▶ [Set task]: Render the lines of the listing from the one containing "outline <item>red toy" through the end of the listing, both included, as a JSON list of strings with one string per line and blank lines omitted.

# # #

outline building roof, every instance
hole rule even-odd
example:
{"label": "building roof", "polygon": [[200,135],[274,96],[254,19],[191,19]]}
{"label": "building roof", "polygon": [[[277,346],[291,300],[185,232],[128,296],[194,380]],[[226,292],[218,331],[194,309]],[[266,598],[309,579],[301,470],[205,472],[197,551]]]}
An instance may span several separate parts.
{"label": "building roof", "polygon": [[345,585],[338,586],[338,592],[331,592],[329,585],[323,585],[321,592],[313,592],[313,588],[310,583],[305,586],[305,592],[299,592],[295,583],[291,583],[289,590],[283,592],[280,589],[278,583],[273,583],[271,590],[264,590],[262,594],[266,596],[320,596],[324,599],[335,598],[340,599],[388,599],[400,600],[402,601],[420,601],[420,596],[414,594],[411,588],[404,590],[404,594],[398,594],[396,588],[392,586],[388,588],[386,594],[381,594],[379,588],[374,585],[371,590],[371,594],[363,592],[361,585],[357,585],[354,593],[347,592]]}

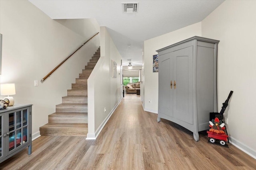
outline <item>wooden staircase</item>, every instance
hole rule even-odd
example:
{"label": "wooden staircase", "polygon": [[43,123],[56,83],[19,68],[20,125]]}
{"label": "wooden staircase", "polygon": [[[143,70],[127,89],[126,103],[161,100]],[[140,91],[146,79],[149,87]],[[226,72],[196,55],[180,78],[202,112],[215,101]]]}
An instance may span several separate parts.
{"label": "wooden staircase", "polygon": [[39,128],[41,136],[86,136],[88,132],[87,79],[100,56],[99,48],[68,90],[56,112],[48,116],[48,123]]}

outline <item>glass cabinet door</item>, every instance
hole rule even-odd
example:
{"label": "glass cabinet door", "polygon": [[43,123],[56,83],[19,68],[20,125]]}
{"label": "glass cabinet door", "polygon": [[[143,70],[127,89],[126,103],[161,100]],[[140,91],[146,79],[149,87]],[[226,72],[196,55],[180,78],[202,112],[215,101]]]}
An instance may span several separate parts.
{"label": "glass cabinet door", "polygon": [[28,114],[27,109],[9,113],[9,152],[28,141]]}
{"label": "glass cabinet door", "polygon": [[3,146],[3,115],[0,114],[0,159],[2,157]]}

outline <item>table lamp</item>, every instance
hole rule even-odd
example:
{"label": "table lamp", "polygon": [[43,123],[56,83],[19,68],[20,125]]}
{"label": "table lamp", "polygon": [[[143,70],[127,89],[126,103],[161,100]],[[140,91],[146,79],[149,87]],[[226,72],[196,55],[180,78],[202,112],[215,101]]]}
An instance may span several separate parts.
{"label": "table lamp", "polygon": [[9,95],[14,95],[16,94],[15,84],[14,83],[2,84],[1,84],[0,90],[1,95],[8,96],[8,97],[6,97],[4,99],[7,99],[9,100],[10,102],[9,106],[13,106],[14,104],[14,100],[12,97],[10,97]]}

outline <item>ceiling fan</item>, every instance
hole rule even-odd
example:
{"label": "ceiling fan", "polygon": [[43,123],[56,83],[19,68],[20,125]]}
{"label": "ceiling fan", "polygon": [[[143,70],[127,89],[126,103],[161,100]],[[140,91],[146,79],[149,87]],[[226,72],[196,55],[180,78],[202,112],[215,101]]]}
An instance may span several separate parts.
{"label": "ceiling fan", "polygon": [[129,65],[128,65],[128,68],[129,69],[131,69],[132,68],[132,66],[131,64],[131,63],[129,63]]}

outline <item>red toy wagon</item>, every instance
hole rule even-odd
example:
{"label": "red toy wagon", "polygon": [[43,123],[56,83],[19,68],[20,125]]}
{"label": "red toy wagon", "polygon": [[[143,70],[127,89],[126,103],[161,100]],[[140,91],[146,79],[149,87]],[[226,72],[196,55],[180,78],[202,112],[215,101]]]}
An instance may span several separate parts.
{"label": "red toy wagon", "polygon": [[220,145],[223,147],[228,147],[228,145],[226,144],[228,143],[228,136],[226,134],[218,134],[214,132],[207,131],[209,140],[208,142],[213,144]]}
{"label": "red toy wagon", "polygon": [[209,126],[211,129],[209,131],[207,131],[209,138],[208,143],[228,147],[228,145],[226,144],[229,142],[228,136],[224,131],[226,131],[224,127],[225,124],[222,123],[222,121],[219,120],[217,117],[209,122],[210,124]]}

# # #

▶ [Correct result]:
[
  "outline <item>red toy wagon</item>, every instance",
  "hole rule even-odd",
  "example:",
  "{\"label\": \"red toy wagon\", \"polygon\": [[43,123],[56,83],[19,68],[20,125]]}",
  "{\"label\": \"red toy wagon\", \"polygon\": [[[143,70],[127,89],[126,103],[161,100]],[[140,91],[146,79],[149,87]],[[226,72],[196,55],[180,78],[202,112],[215,101]]]}",
  "An instance may span several separate parts.",
  "{\"label\": \"red toy wagon\", \"polygon\": [[220,145],[223,147],[228,147],[228,145],[226,144],[228,143],[228,136],[226,134],[218,134],[214,132],[207,131],[209,140],[208,142],[213,144]]}",
  "{\"label\": \"red toy wagon\", \"polygon\": [[209,126],[211,129],[209,131],[207,131],[209,138],[208,143],[228,147],[228,145],[226,144],[229,142],[228,136],[224,131],[226,131],[224,127],[225,124],[222,123],[222,121],[219,120],[217,117],[209,122],[210,124]]}"
]